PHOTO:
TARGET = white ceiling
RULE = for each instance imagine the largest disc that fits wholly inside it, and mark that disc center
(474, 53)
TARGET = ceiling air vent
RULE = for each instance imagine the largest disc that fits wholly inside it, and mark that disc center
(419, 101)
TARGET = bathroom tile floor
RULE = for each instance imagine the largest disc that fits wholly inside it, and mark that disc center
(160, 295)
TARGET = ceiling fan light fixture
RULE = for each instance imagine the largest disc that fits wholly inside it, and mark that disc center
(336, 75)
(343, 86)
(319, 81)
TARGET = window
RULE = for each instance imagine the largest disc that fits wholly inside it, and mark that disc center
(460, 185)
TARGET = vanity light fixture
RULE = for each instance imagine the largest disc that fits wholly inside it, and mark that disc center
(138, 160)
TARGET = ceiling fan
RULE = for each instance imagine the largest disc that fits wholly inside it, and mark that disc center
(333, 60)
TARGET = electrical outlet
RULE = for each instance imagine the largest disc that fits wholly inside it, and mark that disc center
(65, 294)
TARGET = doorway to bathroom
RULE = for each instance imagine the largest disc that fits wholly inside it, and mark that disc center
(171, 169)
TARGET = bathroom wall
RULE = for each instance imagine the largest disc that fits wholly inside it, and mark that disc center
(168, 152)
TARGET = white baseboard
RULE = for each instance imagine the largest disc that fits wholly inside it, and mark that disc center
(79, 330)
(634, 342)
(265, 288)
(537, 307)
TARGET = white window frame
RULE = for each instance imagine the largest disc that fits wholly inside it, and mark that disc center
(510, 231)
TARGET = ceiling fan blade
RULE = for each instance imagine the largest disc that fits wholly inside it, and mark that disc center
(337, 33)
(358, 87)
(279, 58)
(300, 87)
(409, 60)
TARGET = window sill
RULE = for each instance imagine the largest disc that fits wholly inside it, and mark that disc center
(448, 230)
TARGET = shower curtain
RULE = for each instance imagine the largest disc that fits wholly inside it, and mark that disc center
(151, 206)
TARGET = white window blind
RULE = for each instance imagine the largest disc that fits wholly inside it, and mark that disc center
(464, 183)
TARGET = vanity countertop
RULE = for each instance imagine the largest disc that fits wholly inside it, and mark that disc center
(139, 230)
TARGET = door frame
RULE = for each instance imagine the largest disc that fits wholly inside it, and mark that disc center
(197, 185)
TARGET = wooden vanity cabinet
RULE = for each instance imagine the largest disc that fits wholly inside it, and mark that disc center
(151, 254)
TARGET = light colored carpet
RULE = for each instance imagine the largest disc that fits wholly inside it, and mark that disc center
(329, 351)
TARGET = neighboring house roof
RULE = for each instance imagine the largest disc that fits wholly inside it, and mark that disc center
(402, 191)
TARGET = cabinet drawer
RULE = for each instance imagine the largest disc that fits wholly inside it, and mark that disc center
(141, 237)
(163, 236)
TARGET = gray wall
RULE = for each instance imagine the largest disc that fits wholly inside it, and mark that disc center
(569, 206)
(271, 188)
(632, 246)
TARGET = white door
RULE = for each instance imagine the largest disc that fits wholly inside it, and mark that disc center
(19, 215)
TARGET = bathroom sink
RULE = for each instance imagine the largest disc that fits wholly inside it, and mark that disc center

## WRITTEN INSTRUCTION
Copy out, word for word, the lines of the records above, beginning with the line that contains "TARGET = neighboring house roof" and continuing through the last line of the records.

## WRITTEN ANSWER
TARGET = neighboring house roof
RULE = for each instance imagine the largest disc that fits wholly inside it, and mark that disc center
(402, 191)
TARGET = cabinet drawer
RULE = for each instance imagine the largest disc that fits wholly inside it, and mark that disc center
(141, 237)
(163, 236)
TARGET = gray wall
RULE = for each instance imagine the largest disc that fits wholly inside it, and mark that disc center
(569, 206)
(271, 188)
(632, 246)
TARGET = white door
RULE = for each instance imagine the largest disc that fits wholly inside it, and mark that disc center
(19, 215)
TARGET = bathroom sink
RULE = for each instance imagine the largest disc that fits wholly inside it, and mark that disc center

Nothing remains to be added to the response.